# [YOUR INSTRUCTIONS]
Quote every one of the records below line for line, leaving out the pictures.

# [EXTRACTED RECORDS]
........

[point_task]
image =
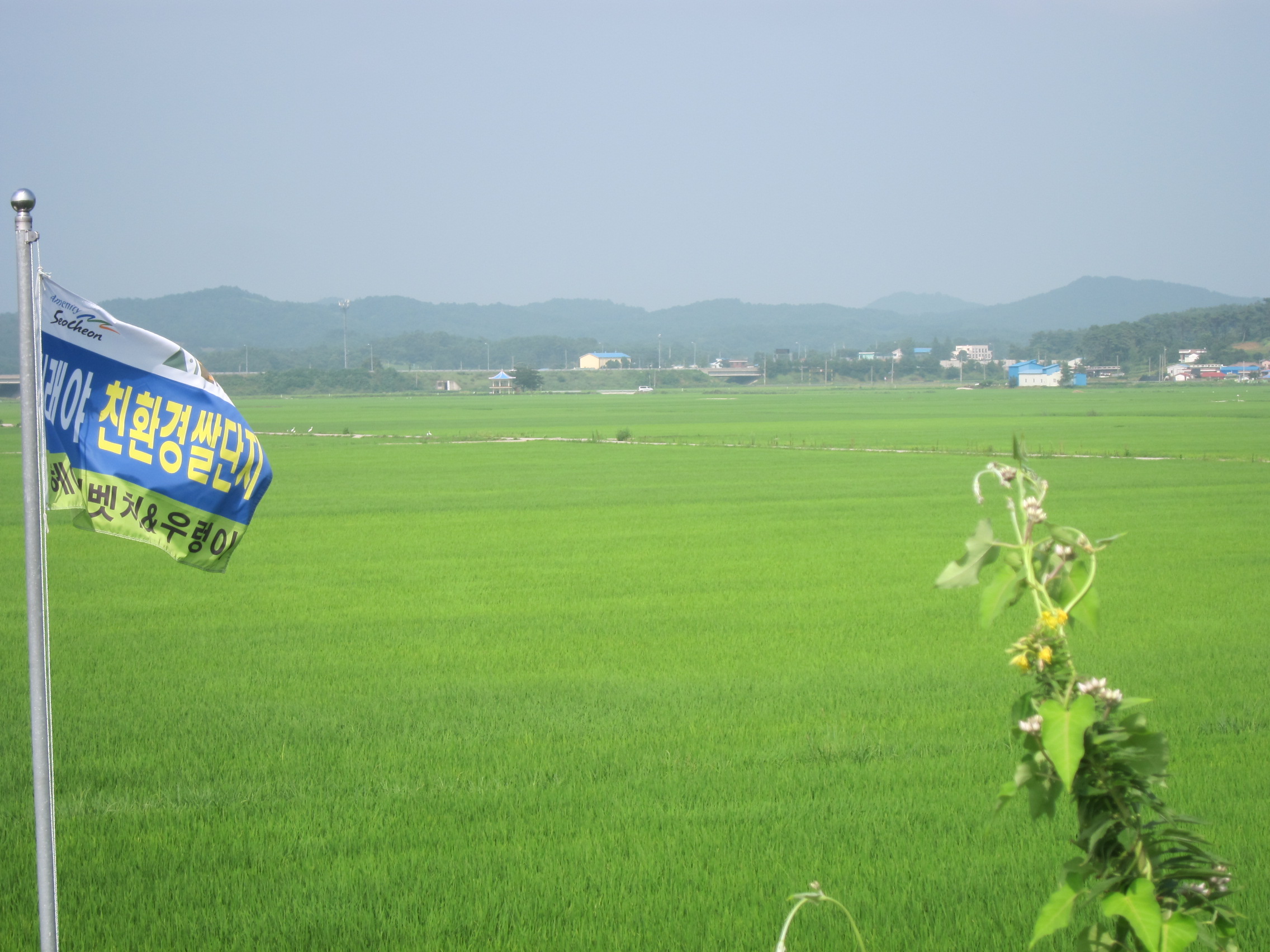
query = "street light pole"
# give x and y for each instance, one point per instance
(34, 477)
(343, 306)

........

# [TASK RESPONSE]
[point_task]
image =
query = "street light pole"
# give x and y for each instance, one point per instance
(34, 477)
(343, 306)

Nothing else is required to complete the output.